Start READING PASSAGE
As the story develops, Nina begins her scheme to drive Roberto to the brink as a prelude to his murder. He receives the man's identity card in the mail, then finds photos apparently incriminating him planted amongst his records as they entertain guests, and is then visited for the first time by the masked figure.

The delivery of the identity card is notable for two reasons. First, because of a subtle cut. In the immediately preceding shot, Nina is outside, talking with a neighbour in the foreground as the postman (whom Roberto will later attack as his paranoia mounts) makes a delivery in the background. But when Argento cuts to the apparent reverse angle, as Roberto takes the letter, Nina is back in the house. The connection between the two shots is irrational rather than rational. Time is indeed “out of joint” in a time-image manner. Second, because of where the Tobias's live: 23 via F. Lang. Though at one level an in-joke and another example of the film's excesses, this offers further evidence of Argento's prime influence within the film. (In a similar manner, the grave marked 'Peckinpah' in Leone and Tonino Valerii's My Name in Nobody may not be just a casual reference to another filmmaker, particularly when Jack Beauregard's destruction of “the Wild Bunch” is taken into consideration. Leone, it seems, was determined to 'bury' his rival and his most famous film creation.)
End READING PASSAGE
Start AVAILABLE DATA
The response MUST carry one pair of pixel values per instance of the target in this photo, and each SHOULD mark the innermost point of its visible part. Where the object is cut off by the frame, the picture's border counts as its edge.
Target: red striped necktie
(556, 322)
End AVAILABLE DATA
▶ **GOAL**:
In the film passage above, at what address do the Tobias's live?

▶ **SOLUTION FOR THIS TASK**:
23 via F. Lang